*Exercise task*. Convert the data from the line containing "Pass this photo to locate to point out the fendt" up to and including the line containing "x=935, y=322" into a Markdown table with the columns Row and Content, one numbered row per line, leaving out blank lines.
··· Dataset rows ···
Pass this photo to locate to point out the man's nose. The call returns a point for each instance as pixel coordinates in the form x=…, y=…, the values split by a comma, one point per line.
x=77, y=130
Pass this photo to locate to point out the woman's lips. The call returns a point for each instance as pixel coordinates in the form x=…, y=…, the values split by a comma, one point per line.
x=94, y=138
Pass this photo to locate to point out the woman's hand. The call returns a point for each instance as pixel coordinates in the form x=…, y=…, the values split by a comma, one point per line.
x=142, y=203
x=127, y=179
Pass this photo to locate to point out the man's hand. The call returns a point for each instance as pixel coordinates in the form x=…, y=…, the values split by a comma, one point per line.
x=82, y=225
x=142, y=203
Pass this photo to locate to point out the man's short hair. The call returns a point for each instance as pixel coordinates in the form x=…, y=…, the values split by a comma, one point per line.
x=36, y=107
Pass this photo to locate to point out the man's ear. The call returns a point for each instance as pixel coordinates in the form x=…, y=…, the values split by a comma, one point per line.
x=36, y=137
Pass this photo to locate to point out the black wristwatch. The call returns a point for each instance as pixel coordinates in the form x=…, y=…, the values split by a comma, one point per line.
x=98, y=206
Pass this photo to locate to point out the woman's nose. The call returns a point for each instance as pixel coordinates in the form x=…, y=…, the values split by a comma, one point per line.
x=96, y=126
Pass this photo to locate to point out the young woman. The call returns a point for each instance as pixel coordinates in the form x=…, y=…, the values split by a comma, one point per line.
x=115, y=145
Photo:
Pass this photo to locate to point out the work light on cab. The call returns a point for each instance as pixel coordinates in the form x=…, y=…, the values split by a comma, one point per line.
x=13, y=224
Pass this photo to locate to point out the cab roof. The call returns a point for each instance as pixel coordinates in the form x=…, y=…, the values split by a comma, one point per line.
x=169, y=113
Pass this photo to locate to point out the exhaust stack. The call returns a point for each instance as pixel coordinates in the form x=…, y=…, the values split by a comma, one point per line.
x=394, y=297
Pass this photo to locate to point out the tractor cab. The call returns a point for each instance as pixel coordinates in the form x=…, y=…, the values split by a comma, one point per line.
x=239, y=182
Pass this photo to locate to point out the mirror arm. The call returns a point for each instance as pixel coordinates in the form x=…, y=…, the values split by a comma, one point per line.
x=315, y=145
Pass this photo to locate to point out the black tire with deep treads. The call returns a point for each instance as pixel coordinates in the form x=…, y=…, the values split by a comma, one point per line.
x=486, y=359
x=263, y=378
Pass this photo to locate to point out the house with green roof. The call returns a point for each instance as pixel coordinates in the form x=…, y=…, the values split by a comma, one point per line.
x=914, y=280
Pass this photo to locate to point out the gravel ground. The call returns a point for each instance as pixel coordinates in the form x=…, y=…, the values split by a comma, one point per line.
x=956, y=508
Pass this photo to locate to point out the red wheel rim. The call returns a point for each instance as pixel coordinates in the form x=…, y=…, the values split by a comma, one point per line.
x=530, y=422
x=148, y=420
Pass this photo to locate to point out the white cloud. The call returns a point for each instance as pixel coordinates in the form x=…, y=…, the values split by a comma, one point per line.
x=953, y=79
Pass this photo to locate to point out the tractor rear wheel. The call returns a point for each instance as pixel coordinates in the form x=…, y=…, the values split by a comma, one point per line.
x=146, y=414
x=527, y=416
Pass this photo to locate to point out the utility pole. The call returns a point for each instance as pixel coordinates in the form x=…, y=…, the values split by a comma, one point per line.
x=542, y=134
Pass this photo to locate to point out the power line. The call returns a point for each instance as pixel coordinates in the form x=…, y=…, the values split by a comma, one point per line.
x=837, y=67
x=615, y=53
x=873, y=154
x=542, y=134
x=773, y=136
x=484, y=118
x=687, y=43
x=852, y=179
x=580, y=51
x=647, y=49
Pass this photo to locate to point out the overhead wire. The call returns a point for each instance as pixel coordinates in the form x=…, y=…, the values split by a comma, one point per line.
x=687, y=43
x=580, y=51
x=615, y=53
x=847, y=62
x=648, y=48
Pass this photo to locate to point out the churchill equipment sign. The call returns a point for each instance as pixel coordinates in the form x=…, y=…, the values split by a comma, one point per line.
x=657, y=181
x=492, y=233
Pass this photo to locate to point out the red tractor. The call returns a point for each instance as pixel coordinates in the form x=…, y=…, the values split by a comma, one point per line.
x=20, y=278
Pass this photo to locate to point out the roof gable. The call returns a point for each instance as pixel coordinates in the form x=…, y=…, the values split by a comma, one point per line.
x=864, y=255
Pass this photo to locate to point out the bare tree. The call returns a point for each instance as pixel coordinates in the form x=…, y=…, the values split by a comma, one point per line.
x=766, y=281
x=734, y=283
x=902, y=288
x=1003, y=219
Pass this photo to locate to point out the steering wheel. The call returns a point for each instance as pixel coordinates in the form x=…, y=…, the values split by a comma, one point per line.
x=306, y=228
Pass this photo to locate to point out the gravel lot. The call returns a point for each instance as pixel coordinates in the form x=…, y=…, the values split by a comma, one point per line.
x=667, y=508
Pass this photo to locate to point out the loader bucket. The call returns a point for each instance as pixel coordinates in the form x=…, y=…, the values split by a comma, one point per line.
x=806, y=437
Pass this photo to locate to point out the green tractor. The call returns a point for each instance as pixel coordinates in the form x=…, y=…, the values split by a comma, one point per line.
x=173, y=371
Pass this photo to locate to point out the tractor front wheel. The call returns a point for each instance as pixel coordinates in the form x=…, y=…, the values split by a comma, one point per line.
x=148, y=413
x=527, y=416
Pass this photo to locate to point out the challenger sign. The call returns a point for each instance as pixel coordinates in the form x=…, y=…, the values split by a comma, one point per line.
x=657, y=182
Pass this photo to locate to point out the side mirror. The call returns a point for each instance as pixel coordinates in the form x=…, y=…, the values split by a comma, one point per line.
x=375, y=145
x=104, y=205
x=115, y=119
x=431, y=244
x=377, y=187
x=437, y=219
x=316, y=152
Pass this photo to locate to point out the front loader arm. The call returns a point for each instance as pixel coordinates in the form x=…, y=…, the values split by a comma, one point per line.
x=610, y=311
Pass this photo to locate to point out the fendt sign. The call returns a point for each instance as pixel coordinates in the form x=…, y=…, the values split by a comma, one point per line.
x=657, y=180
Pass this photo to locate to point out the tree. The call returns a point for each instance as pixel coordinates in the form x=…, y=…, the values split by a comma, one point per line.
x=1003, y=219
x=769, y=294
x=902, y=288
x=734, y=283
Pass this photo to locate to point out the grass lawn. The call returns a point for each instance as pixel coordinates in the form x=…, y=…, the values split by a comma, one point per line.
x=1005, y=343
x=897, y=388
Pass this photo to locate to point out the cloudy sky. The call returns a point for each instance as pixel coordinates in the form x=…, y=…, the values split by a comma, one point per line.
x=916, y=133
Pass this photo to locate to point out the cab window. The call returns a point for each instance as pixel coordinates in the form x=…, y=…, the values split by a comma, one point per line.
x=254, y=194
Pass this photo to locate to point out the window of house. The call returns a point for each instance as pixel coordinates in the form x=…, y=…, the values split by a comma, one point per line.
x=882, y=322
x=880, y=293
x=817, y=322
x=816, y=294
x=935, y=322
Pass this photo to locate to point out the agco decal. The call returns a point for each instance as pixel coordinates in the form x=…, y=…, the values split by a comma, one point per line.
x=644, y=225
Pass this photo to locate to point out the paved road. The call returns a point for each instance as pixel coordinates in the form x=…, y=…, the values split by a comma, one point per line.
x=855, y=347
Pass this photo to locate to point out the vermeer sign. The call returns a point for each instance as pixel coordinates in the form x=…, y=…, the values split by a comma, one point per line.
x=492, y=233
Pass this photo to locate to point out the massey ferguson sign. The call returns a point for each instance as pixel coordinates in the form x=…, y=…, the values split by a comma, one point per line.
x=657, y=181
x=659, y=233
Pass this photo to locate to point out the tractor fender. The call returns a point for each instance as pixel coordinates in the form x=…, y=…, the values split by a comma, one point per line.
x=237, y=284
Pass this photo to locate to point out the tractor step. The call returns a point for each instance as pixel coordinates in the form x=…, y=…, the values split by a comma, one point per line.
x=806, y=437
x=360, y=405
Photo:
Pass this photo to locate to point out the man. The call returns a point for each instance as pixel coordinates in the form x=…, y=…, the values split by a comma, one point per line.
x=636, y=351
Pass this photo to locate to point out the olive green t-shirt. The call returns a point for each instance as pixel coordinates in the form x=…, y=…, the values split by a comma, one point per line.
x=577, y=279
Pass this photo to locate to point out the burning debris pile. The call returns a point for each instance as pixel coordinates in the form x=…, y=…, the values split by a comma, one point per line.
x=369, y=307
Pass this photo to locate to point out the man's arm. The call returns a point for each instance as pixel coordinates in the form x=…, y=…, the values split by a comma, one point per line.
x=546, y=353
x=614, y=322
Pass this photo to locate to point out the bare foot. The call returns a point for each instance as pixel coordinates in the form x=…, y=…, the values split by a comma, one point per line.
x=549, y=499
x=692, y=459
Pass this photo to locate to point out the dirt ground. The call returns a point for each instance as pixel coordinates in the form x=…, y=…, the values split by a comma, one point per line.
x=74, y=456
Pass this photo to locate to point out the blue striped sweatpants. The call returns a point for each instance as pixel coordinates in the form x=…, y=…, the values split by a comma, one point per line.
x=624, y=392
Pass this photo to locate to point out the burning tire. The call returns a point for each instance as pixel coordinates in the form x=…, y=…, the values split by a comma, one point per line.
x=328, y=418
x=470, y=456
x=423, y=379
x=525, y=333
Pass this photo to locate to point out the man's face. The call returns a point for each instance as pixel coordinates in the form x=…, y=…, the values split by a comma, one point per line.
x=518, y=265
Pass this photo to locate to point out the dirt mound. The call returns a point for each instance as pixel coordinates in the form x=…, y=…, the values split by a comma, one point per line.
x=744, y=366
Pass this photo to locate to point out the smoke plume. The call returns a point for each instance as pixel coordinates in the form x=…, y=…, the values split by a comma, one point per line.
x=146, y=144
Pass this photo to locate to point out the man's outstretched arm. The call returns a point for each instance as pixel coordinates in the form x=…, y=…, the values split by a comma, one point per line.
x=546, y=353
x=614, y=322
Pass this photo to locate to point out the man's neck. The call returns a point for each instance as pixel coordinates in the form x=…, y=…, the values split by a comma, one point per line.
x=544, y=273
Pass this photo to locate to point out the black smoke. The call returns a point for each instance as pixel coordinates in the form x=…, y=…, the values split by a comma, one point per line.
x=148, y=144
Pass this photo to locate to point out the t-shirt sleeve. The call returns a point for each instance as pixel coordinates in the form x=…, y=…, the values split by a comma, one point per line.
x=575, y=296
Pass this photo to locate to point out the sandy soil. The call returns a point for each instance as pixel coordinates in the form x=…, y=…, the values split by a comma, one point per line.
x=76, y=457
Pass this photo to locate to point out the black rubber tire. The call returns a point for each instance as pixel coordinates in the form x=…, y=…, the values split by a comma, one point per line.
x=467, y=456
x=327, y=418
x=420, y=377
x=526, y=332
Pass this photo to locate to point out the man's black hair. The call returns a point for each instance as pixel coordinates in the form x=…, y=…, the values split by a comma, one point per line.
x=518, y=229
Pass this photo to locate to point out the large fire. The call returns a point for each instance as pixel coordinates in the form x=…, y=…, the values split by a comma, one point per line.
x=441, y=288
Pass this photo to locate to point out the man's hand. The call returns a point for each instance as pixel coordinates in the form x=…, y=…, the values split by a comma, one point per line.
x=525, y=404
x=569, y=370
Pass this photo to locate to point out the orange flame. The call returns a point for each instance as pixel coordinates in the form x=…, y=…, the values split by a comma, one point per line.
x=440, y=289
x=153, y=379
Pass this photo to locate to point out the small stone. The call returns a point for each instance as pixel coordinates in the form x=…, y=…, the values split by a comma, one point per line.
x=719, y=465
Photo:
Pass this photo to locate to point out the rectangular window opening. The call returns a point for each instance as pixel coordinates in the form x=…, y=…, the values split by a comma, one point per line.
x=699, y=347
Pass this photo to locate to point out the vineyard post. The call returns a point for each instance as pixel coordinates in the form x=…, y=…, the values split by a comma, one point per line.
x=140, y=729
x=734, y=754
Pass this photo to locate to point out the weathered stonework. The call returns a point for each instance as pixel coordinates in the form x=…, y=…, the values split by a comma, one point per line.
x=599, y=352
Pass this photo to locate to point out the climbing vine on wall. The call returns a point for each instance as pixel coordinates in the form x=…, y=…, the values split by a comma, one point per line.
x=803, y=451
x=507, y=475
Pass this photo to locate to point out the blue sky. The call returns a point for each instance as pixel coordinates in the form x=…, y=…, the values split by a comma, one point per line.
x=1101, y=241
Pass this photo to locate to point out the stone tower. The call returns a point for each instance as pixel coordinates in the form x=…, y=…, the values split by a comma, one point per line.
···
*Exercise output*.
| Row | Content |
|---|---|
| 1 | Pass this photo to locate to point out the fendt sign. The call returns a point for each instance as pixel coordinates in the form x=…, y=…, the values split by a comma, one point per line. |
| 2 | x=657, y=180 |
| 3 | Pass this photo to locate to point out the tree. The call returns a point for each instance as pixel coordinates in the form x=…, y=…, the values split by a comma, one point per line. |
| 4 | x=1003, y=219 |
| 5 | x=769, y=294 |
| 6 | x=902, y=288 |
| 7 | x=734, y=283 |
| 8 | Pass this photo to locate to point out the grass lawn. The call returns a point for each instance as pixel coordinates in the form x=…, y=…, the values split by a comma, one point per line. |
| 9 | x=1005, y=343 |
| 10 | x=897, y=388 |
| 11 | Pass this photo to locate to point out the cloudy sky. The call returns a point for each instance as pixel coordinates in the form x=…, y=…, the values split by a comma, one point per line. |
| 12 | x=916, y=133 |
| 13 | Pass this photo to locate to point out the cab window. The call returns a point for each instance as pixel coordinates in the form x=…, y=…, the values split by a comma, one point per line. |
| 14 | x=254, y=194 |
| 15 | Pass this photo to locate to point out the window of house. The call returns a point for each instance as pixel coordinates in the form x=…, y=…, the values split by a comma, one point per line. |
| 16 | x=882, y=322 |
| 17 | x=880, y=293 |
| 18 | x=817, y=322 |
| 19 | x=816, y=294 |
| 20 | x=935, y=322 |